Items from a data source

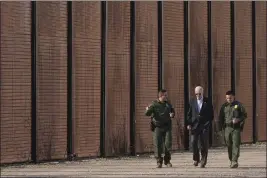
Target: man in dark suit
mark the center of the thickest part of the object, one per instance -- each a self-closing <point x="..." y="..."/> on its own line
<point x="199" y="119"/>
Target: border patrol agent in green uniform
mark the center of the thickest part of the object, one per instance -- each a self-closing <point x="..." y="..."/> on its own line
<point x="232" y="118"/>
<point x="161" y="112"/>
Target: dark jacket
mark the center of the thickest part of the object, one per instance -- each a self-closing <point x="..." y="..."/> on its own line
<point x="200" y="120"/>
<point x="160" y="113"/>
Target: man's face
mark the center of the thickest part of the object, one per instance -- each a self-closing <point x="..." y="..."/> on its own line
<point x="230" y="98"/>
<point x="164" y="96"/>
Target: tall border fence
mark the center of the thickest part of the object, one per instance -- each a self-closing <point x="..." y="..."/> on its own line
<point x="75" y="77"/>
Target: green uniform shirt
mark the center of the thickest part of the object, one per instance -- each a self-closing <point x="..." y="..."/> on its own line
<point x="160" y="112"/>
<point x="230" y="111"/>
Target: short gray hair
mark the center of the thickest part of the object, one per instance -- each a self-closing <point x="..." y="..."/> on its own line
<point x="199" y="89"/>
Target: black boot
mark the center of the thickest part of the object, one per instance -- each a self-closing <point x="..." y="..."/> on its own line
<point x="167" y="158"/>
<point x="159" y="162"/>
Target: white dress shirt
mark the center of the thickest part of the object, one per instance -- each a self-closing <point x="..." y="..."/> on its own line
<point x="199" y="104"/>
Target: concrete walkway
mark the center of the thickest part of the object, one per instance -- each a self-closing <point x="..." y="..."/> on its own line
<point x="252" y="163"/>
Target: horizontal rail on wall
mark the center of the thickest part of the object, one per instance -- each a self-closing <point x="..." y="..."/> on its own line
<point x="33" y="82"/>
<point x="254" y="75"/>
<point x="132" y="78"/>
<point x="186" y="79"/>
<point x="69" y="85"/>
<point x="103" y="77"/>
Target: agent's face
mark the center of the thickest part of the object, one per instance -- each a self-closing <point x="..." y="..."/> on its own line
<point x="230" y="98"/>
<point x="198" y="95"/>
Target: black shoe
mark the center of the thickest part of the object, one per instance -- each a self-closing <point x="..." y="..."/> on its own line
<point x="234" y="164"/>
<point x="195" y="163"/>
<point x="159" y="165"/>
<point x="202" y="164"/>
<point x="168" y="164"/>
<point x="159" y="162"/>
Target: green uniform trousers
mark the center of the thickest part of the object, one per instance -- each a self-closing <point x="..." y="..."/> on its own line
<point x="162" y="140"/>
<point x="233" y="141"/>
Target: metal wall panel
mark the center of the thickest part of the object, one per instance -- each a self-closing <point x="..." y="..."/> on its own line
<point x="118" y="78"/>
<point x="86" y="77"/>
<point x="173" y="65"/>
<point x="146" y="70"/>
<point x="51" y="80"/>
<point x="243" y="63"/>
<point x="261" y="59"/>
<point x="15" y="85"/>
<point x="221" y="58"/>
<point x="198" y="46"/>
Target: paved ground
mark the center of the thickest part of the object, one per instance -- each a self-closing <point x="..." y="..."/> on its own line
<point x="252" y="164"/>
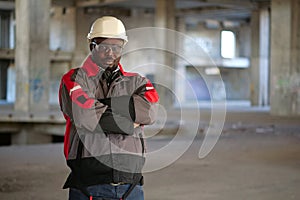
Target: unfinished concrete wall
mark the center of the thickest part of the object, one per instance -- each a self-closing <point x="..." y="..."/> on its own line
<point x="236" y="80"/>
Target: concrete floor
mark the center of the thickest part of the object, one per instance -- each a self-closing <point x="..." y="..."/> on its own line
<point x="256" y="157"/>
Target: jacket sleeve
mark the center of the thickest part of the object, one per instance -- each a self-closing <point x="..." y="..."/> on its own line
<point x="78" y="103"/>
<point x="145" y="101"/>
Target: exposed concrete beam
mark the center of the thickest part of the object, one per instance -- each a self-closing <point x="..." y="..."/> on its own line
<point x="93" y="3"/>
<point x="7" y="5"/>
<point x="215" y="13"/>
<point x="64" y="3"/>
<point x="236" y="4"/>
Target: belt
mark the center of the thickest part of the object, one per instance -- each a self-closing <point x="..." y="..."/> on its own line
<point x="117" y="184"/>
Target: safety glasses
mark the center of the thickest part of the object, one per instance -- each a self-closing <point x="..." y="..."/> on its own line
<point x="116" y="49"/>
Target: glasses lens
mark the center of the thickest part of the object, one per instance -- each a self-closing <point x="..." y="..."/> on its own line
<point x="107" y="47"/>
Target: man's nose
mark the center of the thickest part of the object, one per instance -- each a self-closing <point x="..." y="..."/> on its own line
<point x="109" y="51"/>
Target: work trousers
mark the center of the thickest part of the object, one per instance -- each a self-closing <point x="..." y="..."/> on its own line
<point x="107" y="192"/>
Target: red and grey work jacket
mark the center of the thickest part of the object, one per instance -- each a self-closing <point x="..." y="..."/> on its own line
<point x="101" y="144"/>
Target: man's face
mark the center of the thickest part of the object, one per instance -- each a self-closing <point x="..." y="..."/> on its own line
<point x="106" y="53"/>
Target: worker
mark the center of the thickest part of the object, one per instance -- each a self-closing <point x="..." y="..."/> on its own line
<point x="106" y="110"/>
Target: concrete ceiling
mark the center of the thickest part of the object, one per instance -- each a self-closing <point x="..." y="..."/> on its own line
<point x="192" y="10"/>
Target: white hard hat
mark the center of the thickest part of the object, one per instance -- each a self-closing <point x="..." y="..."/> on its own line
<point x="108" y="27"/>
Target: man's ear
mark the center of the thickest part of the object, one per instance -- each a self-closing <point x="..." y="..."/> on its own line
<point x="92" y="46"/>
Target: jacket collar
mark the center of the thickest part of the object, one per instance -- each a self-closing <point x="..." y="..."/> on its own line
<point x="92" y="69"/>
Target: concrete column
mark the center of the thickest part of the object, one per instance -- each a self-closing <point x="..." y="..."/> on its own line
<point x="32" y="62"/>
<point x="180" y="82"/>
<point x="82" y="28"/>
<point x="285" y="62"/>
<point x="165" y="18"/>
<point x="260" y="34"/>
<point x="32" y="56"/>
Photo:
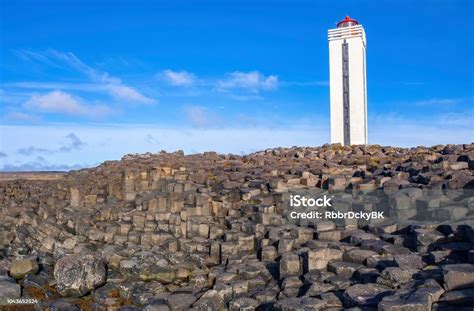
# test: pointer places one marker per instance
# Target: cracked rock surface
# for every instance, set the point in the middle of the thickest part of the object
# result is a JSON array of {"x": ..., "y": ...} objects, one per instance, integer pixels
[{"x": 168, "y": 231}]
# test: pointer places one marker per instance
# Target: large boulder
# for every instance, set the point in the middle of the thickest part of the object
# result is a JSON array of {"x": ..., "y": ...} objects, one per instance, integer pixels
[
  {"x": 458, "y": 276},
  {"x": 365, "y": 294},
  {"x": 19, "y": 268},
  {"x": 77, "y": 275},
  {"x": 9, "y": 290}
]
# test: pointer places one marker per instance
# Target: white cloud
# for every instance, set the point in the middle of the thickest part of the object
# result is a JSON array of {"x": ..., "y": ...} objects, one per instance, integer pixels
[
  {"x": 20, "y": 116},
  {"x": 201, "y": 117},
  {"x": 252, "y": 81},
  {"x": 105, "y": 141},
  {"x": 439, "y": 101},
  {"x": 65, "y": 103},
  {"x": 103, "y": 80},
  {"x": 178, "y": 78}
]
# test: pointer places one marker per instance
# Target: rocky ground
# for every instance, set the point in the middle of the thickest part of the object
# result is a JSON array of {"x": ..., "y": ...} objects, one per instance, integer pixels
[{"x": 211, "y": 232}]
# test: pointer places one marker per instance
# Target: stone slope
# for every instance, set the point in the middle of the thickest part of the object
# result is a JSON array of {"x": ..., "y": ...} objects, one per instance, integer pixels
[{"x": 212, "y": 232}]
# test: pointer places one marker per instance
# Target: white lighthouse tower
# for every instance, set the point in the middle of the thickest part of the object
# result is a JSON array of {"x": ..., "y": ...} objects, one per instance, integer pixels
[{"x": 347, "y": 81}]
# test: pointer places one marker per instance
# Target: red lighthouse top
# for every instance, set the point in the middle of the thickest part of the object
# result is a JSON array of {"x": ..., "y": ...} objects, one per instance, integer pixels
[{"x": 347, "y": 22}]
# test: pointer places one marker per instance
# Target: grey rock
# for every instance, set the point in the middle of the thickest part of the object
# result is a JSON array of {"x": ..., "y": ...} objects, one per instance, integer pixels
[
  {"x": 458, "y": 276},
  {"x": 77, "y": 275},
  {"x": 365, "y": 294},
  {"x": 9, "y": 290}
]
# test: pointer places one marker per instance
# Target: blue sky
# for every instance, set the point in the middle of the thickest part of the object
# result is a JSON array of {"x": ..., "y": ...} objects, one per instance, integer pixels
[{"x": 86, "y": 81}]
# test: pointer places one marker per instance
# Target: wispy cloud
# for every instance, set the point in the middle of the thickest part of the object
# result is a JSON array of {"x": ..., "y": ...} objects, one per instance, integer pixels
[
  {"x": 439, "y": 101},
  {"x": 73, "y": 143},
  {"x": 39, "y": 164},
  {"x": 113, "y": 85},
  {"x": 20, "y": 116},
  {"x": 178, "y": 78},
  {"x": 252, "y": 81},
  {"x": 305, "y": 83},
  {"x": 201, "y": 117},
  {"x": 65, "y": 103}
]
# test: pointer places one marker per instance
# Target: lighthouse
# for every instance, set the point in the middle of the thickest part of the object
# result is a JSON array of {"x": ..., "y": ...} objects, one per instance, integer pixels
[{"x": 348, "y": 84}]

### Instructions to follow
State how many lines of the entries include the word "agent", giving that number by itself.

### Output for this exercise
2